The three women who shaped a novel

by
Katharine Weber
June 28, 2006

In 1979, a filmmaker named Laurel Vlock started the Holocaust Survivors Film Project, a small project that eventually evolved into the Fortunoff Video Archive for Holocaust Testimonies—4,300 videotaped interviews with witnesses and survivors of the Holocaust, housed in Yale’s Sterling Library. (Steven Spielberg’s similar Shoah Foundation was founded much more recently, in 1994, after he made Schindler’s List.) Laurel was a friend of mine, and in early 1981 she invited me to see some of the first videotapes she produced. I was stunned by the stark simplicity and power of those testimonies. I was young, pregnant with my first child, and had been assisting my husband, the director of the Albers Foundation, in cataloguing the estate of the painter Josef Albers. I had yet to find my path as a writer, let alone write my first novel. The narrative power of those tapes gripped me. This is what happened, the survivors would say, and then simply, haltingly, directly, they would tell their stories as many of them had never told their stories before—completely.

Both the interviewers and the survivors would lapse into silence for long periods, and the tapes are filled with the uncomfortable and laden silences those of us who have experienced a classical psychoanalysis know so well. (Many of the interviewers were in fact psychoanalysts from the New Haven community.) Often the survivors wept with relief as they told their stories, once they got past the usual sort of summary and were invited to contemplate what they had experienced. Others seemed less moved by their own testimonies. They spoke without hesitation, rarely pausing to grope for the right phrases: This was clearly a story they had told over and over in just these words. Some were ashamed by the choices they had made, by the things they had done to survive. Others revealed acts of cruelty or violence in understated tones that startled and intrigued me. Did they really lack a sense of guilt? Did they simply regard their actions as inevitable and beyond remorse or regret? It seemed possible. My first novel, which would be published almost fifteen years later, would feature an Auschwitz survivor who feels entitled to whatever he desires, and says of himself, “I do not believe in guilt.”

Eyewitness accounts give us texture and nuance and the possibility for greater understanding. They make history human, and personal. The most extreme experiences especially require that we listen to those who bear witness. In early 2001, when I was writing my third novel, the death of Rose Freedman, the last living survivor of the 1911 Triangle Waist company fire, caught my attention. In the days following her demise, I heard her voice on the radio several times and, in her obituaries, I read quotes from the many interviews she had given over her impossibly long life. She had been famous for 90 years for surviving that fire, and she had told her story over and over through the decades. I found my writing energies being diverted by the idea of a novel that would take up the Triangle fire, which had long intrigued me because of the way it felt like part of my personal family history.

◆ **INFORMATION SUPPLIED**:
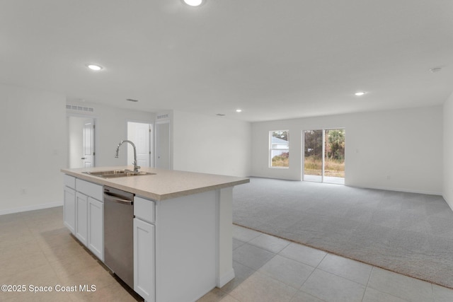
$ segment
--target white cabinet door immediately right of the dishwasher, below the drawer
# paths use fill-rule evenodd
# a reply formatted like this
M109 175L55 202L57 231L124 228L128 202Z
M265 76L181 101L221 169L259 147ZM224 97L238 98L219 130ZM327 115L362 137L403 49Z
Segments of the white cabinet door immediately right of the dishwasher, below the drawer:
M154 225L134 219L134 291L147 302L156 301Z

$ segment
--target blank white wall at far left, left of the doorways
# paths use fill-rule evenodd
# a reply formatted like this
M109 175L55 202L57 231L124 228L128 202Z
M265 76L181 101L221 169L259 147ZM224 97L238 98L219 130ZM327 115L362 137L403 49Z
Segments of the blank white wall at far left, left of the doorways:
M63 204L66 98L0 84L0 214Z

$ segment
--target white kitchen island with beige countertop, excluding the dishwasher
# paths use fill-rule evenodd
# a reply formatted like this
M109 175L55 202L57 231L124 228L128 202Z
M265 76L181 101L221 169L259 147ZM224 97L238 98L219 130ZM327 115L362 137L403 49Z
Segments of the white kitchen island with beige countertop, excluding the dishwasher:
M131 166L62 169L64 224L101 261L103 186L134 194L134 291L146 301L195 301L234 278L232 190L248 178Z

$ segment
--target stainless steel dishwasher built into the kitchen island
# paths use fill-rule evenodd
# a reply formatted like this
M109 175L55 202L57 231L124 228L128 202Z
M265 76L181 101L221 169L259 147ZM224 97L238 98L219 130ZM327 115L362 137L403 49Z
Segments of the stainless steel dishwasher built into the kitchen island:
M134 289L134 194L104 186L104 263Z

...

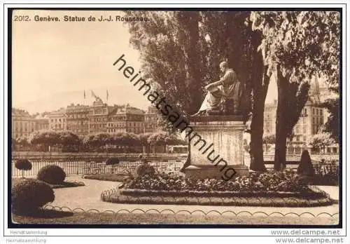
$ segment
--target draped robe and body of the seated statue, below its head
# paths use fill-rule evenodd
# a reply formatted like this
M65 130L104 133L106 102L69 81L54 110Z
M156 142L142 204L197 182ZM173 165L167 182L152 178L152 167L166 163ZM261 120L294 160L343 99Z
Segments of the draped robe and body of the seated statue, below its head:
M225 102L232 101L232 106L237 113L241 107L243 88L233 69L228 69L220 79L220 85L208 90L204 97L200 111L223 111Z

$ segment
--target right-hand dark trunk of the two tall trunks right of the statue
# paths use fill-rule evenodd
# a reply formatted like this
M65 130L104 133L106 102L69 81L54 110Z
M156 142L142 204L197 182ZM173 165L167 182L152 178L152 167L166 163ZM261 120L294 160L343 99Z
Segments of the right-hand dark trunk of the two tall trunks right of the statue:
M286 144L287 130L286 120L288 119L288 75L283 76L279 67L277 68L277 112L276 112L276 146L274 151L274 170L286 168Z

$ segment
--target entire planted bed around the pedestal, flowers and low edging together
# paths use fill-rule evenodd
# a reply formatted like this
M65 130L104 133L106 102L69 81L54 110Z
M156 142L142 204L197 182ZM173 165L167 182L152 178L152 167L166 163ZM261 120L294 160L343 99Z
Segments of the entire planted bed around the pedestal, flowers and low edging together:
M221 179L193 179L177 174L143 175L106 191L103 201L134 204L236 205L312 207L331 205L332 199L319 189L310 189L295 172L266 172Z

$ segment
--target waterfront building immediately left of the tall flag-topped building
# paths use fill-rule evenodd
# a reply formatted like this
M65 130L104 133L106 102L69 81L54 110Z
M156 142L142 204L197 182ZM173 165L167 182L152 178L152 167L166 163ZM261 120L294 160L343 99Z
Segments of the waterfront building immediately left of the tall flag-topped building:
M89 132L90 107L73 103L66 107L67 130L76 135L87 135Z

--

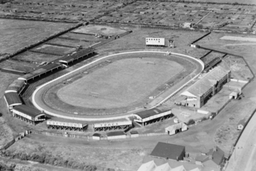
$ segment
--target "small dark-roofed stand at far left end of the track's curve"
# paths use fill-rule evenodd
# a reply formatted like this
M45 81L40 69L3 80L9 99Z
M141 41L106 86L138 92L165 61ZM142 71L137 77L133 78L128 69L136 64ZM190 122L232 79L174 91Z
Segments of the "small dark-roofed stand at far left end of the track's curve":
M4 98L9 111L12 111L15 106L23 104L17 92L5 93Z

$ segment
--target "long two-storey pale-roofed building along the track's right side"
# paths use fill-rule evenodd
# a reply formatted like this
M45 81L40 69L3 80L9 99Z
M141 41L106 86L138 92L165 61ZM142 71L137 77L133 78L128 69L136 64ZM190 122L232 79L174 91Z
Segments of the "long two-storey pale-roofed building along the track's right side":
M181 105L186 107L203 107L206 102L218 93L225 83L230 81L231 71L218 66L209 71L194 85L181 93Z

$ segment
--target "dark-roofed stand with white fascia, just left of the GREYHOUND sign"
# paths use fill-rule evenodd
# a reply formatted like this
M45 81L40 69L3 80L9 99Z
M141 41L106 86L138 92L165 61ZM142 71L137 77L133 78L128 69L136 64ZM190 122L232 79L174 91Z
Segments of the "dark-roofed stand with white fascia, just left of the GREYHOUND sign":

◆ **PROMPT**:
Repeat the part of the essay on the Triangle fire novel between "Eyewitness accounts give" and "personal family history.", inclusive. You won't need the lines to do this.

◆ **RESPONSE FOR THIS EXERCISE**:
Eyewitness accounts give us texture and nuance and the possibility for greater understanding. They make history human, and personal. The most extreme experiences especially require that we listen to those who bear witness. In early 2001, when I was writing my third novel, the death of Rose Freedman, the last living survivor of the 1911 Triangle Waist company fire, caught my attention. In the days following her demise, I heard her voice on the radio several times and, in her obituaries, I read quotes from the many interviews she had given over her impossibly long life. She had been famous for 90 years for surviving that fire, and she had told her story over and over through the decades. I found my writing energies being diverted by the idea of a novel that would take up the Triangle fire, which had long intrigued me because of the way it felt like part of my personal family history.